**Given entries:**
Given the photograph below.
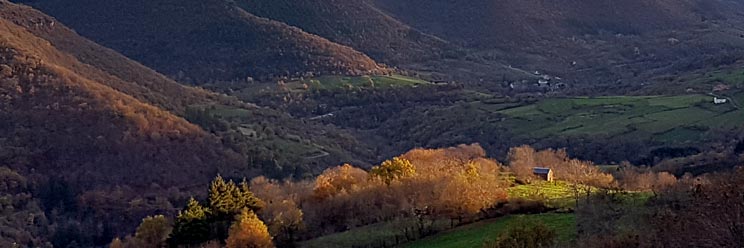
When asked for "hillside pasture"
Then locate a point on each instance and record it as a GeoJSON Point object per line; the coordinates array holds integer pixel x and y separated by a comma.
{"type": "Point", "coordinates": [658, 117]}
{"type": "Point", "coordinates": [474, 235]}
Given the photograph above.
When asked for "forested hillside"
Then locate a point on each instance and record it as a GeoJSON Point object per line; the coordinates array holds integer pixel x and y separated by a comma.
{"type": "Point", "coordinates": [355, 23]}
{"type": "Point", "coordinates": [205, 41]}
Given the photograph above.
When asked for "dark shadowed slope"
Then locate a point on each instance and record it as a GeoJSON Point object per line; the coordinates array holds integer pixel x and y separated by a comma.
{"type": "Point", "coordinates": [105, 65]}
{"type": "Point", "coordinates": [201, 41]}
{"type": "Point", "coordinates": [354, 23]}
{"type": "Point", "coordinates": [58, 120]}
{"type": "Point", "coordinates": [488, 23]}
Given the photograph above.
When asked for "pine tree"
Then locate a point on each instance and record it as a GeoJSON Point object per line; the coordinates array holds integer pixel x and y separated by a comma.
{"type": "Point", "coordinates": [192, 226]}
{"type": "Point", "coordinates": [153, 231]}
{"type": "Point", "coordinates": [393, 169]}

---

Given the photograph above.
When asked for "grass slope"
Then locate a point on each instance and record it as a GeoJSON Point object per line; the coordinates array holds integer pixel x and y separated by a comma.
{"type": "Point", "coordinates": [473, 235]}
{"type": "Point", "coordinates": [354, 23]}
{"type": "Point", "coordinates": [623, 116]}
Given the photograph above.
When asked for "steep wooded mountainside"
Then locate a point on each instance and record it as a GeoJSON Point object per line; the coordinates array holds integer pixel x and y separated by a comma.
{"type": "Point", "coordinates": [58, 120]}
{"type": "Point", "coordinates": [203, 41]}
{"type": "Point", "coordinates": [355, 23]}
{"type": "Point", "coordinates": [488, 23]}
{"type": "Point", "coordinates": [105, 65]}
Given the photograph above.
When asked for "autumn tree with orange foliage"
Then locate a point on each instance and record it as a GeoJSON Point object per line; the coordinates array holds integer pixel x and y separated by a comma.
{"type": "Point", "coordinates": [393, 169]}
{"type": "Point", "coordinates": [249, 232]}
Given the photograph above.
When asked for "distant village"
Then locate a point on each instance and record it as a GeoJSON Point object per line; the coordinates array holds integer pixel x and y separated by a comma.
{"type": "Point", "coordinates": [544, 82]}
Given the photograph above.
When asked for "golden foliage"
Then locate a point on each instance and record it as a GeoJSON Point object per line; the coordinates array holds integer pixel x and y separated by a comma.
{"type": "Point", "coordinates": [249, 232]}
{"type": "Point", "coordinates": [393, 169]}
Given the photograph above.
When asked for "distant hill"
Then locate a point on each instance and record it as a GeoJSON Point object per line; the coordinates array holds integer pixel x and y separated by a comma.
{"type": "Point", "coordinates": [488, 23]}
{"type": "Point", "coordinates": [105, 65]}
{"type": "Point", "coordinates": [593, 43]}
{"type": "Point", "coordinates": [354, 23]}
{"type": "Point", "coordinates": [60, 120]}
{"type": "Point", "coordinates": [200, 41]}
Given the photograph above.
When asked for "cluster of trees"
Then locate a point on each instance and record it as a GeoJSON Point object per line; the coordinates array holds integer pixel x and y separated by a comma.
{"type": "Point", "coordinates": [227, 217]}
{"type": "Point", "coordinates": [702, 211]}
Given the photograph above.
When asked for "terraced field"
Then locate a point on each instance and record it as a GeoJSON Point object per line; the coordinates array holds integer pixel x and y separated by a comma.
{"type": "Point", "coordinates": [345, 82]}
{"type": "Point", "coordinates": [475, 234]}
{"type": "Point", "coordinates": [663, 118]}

--

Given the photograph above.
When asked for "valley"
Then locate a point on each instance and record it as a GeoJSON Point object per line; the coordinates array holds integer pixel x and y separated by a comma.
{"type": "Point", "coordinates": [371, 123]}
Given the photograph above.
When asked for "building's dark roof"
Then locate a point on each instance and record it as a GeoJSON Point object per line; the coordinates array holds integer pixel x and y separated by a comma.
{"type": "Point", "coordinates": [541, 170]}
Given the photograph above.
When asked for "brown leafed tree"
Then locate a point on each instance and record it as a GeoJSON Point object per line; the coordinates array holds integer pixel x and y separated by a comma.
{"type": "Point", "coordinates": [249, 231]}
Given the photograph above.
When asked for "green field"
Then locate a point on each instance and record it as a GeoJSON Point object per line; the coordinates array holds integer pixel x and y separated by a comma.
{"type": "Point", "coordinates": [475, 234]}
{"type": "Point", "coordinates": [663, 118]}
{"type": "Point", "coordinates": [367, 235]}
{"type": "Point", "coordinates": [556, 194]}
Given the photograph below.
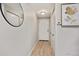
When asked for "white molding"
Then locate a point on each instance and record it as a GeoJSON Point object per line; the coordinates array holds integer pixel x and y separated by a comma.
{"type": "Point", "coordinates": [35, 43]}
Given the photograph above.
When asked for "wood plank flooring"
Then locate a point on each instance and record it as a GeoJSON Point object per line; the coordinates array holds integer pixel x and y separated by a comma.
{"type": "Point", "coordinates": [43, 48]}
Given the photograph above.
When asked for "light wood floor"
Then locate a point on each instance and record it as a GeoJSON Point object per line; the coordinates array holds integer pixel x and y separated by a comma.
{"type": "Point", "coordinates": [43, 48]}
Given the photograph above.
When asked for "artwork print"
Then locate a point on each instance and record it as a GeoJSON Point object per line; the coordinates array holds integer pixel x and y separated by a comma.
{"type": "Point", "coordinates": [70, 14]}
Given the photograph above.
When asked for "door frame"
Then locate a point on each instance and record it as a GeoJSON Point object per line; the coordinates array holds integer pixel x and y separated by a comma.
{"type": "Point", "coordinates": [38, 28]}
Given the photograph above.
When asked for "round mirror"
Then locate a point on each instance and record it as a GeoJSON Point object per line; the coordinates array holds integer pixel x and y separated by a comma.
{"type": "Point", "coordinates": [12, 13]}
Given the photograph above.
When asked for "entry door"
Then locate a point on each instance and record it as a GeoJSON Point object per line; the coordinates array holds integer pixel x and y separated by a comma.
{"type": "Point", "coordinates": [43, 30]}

**Goal:** Collect every line from the entries above that contains the string "field", and reproduce each matching line unchanged in its original order.

**Written solution:**
When asked for "terraced field"
When asked for "green field"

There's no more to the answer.